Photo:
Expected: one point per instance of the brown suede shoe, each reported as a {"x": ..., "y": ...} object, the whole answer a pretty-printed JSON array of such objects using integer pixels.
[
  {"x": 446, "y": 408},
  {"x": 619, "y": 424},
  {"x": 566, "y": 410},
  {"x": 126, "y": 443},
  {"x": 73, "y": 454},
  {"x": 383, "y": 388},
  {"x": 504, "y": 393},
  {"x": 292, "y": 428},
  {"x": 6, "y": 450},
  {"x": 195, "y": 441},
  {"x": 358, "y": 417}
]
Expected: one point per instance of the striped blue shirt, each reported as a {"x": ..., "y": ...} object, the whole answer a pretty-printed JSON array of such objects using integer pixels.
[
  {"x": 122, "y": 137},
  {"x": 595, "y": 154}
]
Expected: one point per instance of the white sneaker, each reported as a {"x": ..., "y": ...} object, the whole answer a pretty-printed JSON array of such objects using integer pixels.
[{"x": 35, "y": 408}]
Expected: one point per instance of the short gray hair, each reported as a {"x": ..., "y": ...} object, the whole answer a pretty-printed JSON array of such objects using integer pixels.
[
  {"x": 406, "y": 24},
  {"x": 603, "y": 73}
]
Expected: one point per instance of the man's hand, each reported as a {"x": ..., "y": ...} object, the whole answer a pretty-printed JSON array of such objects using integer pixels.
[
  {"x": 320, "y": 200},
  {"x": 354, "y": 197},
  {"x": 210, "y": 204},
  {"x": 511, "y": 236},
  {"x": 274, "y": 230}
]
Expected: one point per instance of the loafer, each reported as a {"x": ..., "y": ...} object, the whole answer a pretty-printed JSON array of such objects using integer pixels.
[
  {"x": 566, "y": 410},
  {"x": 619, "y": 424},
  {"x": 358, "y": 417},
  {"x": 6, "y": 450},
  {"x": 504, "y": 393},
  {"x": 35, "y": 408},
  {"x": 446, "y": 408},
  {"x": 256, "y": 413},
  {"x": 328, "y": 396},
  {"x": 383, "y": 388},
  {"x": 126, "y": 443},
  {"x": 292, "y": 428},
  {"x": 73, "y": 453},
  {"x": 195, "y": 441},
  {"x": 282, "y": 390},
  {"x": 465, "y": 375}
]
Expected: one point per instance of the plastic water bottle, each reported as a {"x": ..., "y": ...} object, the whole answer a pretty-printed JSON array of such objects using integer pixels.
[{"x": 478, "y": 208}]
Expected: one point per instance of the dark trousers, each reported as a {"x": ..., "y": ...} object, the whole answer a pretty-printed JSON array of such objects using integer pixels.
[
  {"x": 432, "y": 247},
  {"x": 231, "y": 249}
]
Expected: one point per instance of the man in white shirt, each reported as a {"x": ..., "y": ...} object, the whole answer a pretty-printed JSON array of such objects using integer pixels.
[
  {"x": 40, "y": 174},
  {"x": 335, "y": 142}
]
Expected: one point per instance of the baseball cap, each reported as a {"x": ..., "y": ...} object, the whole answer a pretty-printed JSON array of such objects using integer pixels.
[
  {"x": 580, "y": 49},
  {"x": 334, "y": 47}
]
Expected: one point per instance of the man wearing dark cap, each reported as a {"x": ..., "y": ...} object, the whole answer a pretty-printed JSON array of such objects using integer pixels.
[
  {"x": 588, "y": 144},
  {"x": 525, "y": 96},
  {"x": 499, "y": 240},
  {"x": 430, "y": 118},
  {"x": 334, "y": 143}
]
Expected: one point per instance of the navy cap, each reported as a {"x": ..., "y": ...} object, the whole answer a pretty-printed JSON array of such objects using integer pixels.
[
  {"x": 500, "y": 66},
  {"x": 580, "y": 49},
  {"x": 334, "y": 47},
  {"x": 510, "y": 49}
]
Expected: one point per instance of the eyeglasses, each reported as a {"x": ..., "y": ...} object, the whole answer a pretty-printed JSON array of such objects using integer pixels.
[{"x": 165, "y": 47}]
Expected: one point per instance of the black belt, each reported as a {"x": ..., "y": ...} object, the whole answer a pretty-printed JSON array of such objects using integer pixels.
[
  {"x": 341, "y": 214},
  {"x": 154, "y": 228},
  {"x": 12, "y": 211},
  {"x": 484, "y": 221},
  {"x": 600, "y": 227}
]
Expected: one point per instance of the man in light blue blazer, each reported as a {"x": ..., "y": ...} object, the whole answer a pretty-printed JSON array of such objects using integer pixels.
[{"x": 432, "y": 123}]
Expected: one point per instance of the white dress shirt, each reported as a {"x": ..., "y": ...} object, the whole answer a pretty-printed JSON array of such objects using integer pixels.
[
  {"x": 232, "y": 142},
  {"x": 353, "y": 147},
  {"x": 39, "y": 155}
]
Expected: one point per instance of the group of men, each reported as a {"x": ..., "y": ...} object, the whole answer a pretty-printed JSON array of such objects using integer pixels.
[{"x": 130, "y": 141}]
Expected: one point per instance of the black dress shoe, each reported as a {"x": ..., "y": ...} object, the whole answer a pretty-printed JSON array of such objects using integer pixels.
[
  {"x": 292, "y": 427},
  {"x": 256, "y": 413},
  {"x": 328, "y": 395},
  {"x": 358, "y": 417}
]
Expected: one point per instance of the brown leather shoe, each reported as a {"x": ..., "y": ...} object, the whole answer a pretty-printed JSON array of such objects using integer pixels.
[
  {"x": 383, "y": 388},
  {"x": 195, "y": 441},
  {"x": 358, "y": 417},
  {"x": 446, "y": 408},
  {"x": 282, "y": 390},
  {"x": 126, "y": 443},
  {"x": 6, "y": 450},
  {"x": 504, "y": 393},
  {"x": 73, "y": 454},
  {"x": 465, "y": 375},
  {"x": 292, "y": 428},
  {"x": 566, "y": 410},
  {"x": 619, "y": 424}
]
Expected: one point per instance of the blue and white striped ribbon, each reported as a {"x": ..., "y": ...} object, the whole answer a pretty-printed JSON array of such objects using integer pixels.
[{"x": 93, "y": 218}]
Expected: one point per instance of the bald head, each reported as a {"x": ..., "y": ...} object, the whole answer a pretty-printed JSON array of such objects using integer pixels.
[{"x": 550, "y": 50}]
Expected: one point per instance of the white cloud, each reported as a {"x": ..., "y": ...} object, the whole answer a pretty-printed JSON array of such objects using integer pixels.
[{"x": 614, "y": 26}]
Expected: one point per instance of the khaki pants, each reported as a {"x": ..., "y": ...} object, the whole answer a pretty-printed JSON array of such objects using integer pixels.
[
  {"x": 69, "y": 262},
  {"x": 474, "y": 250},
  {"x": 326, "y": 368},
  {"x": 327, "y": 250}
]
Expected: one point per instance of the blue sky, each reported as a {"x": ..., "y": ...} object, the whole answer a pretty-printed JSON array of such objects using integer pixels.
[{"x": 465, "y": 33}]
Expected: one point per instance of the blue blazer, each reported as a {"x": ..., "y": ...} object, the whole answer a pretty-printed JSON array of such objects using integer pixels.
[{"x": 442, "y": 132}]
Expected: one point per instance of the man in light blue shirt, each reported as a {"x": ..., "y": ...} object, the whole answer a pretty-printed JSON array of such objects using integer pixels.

^^^^

> What you should do: Can you set out all of the entries above as a numbered list, with any blank lines left out?

> Answer for this exercise:
1. Photo:
2. Expected: one point per instance of the brown suede shoe, each reported as a {"x": ..., "y": ...} object, the whole answer a pretty-printed JSON array of such objects using integer pixels.
3. [
4.   {"x": 446, "y": 408},
5.   {"x": 619, "y": 424},
6.   {"x": 566, "y": 410},
7.   {"x": 126, "y": 443},
8.   {"x": 73, "y": 454},
9.   {"x": 383, "y": 388},
10.   {"x": 504, "y": 393},
11.   {"x": 292, "y": 428},
12.   {"x": 6, "y": 450},
13.   {"x": 195, "y": 441},
14.   {"x": 358, "y": 417}
15. ]
16. Expected: one point per instance of the striped blue shirt, each reported as a {"x": ..., "y": ...} object, the whole answer a pretty-printed JSON array of such objects using integer pixels.
17. [
18.   {"x": 122, "y": 137},
19.   {"x": 595, "y": 154}
20. ]
21. Expected: one point per instance of the white sneaker, each reported as a {"x": ..., "y": ...} object, the whole answer a pretty-printed JSON array of such objects using integer pixels.
22. [{"x": 35, "y": 408}]
23. Expected: one point per instance of the short gray hair, each reported as a {"x": ..., "y": ...} object, the whole answer a pretty-printed JSON array of such objects using integer pixels.
24. [
25.   {"x": 406, "y": 24},
26.   {"x": 603, "y": 73}
27. ]
28. Expected: one point per instance of the man's hand, each reported as a {"x": ..., "y": ...} object, the whole answer a pretty-printed JSON array of such objects using integer pixels.
29. [
30.   {"x": 320, "y": 200},
31.   {"x": 354, "y": 197},
32.   {"x": 210, "y": 204},
33.   {"x": 511, "y": 236},
34.   {"x": 274, "y": 230}
35. ]
36. Expected: one point per instance of the loafer, each reported as a {"x": ..., "y": ...} object, the whole answer a pretty-printed JSON array of such objects using integer pixels.
37. [
38.   {"x": 566, "y": 410},
39.   {"x": 619, "y": 424},
40.   {"x": 358, "y": 417},
41.   {"x": 6, "y": 450},
42.   {"x": 504, "y": 393},
43.   {"x": 35, "y": 408},
44.   {"x": 446, "y": 408},
45.   {"x": 256, "y": 413},
46.   {"x": 328, "y": 396},
47.   {"x": 383, "y": 388},
48.   {"x": 126, "y": 443},
49.   {"x": 292, "y": 428},
50.   {"x": 73, "y": 453},
51.   {"x": 195, "y": 441},
52.   {"x": 282, "y": 390},
53.   {"x": 465, "y": 375}
54. ]
55. Expected: one point per instance of the plastic water bottle, each reported as a {"x": ..., "y": ...} object, the whole answer a pretty-printed JSON array of such objects using integer pixels.
56. [{"x": 478, "y": 208}]
57. Expected: one point per instance of the dark trousers, each reported as a {"x": ..., "y": ...} object, the whole answer a pretty-printed JSON array of such objects using integer pixels.
58. [
59.   {"x": 432, "y": 247},
60.   {"x": 231, "y": 249}
61. ]
62. Expected: one point per instance of the man in white shirt, each reported as a {"x": ..., "y": ...} object, the whole answer a pretty-printed JSON array of such objects using integer pixels.
63. [
64.   {"x": 40, "y": 174},
65.   {"x": 335, "y": 142}
66. ]
67. Expected: one point per instance of the baseball cap, each reported as a {"x": ..., "y": ...} object, the whole answer a pretty-printed JSON array of such objects using integer pixels.
68. [
69.   {"x": 580, "y": 49},
70.   {"x": 334, "y": 47}
71. ]
72. Expected: one point per instance of the man wearing dark cap, each reported as a {"x": ..., "y": ...} object, the whole answer a pretty-printed JSON array of such objects using integer pixels.
73. [
74.   {"x": 588, "y": 144},
75.   {"x": 525, "y": 96},
76.   {"x": 499, "y": 240},
77.   {"x": 430, "y": 118},
78.   {"x": 334, "y": 143}
79. ]
80. Expected: one point per instance of the navy cap, each reported as a {"x": ..., "y": ...} object, the whole answer a pretty-printed JSON array of such objects using integer pixels.
81. [
82.   {"x": 500, "y": 66},
83.   {"x": 580, "y": 49},
84.   {"x": 334, "y": 47},
85.   {"x": 510, "y": 49}
86. ]
87. Expected: one point per instance of the eyeglasses, each reported as a {"x": ..., "y": ...} object, the whole answer a pretty-printed JSON array of such objects using integer pixels.
88. [{"x": 165, "y": 47}]
89. Expected: one point per instance of the black belt, each reported as a {"x": ..., "y": ...} object, the whole answer a pretty-printed JSON array of such objects using integer pixels.
90. [
91.   {"x": 341, "y": 214},
92.   {"x": 154, "y": 228},
93.   {"x": 12, "y": 211},
94.   {"x": 484, "y": 221},
95.   {"x": 600, "y": 227}
96. ]
97. Expected: one point per instance of the man in light blue blazer, each reported as a {"x": ..., "y": ...} object, the whole answer a pretty-printed JSON array of such objects using integer pixels.
98. [{"x": 432, "y": 123}]
99. Expected: one point per instance of the white dress shirt, each reported as a {"x": ..., "y": ...} object, the whole answer a pretty-printed JSON array of such objects using integer pixels.
100. [
101.   {"x": 232, "y": 142},
102.   {"x": 353, "y": 147},
103.   {"x": 39, "y": 155}
104. ]
105. Expected: one point per instance of the group of men, each reported as a {"x": ..., "y": ...} object, the whole answer a pretty-printed JSON array of such objects using integer pixels.
106. [{"x": 130, "y": 141}]
107. Expected: one point per instance of the black dress shoe, each reported as a {"x": ..., "y": ...} object, the whole answer a pretty-printed JSON array of such objects using integer pixels.
108. [
109.   {"x": 292, "y": 427},
110.   {"x": 256, "y": 413},
111.   {"x": 328, "y": 395},
112.   {"x": 358, "y": 417}
113. ]
114. Expected: one point per instance of the brown leather shoe, each reported as a {"x": ..., "y": ...} object, the whole answer a pretty-printed JSON array of such objects using integer pixels.
115. [
116.   {"x": 383, "y": 388},
117.   {"x": 195, "y": 441},
118.   {"x": 358, "y": 417},
119.   {"x": 446, "y": 408},
120.   {"x": 282, "y": 390},
121.   {"x": 126, "y": 443},
122.   {"x": 6, "y": 450},
123.   {"x": 504, "y": 393},
124.   {"x": 73, "y": 454},
125.   {"x": 465, "y": 375},
126.   {"x": 292, "y": 428},
127.   {"x": 566, "y": 410},
128.   {"x": 619, "y": 424}
129. ]
130. Expected: one point per instance of the blue and white striped ribbon, each reported as a {"x": ..., "y": ...} object, the whole answer a pretty-printed JSON array of such objects using integer pixels.
131. [{"x": 93, "y": 218}]
132. Expected: one point per instance of the bald head, each reported as a {"x": ..., "y": ...} object, the whole answer a pretty-printed JSON array of such objects using integer pixels.
133. [{"x": 550, "y": 50}]
134. Expected: one point per instance of the white cloud, each reported as a {"x": ..., "y": ...} object, the whole answer a pretty-printed JSON array of such objects using integer pixels.
135. [{"x": 614, "y": 26}]
136. Expected: one point per instance of the khaki pants, each reported as a {"x": ..., "y": ...} object, the whole answer a pretty-printed JSON array of such objects using integer pixels.
137. [
138.   {"x": 69, "y": 262},
139.   {"x": 474, "y": 250},
140.   {"x": 326, "y": 368},
141.   {"x": 327, "y": 250}
142. ]
143. Expected: one point per instance of the blue sky, each reported as a {"x": ..., "y": ...} object, the whole answer a pretty-printed JSON array of such objects using integer pixels.
144. [{"x": 465, "y": 33}]
145. Expected: one point per instance of the blue blazer, each reported as a {"x": ..., "y": ...} object, the whole answer a pretty-printed JSON array of such objects using integer pixels.
146. [{"x": 442, "y": 132}]
147. Expected: one point per instance of the man in light blue shirt, each reported as a {"x": ..., "y": ...} object, the whole answer a pretty-printed JSON array of such objects using integer pixels.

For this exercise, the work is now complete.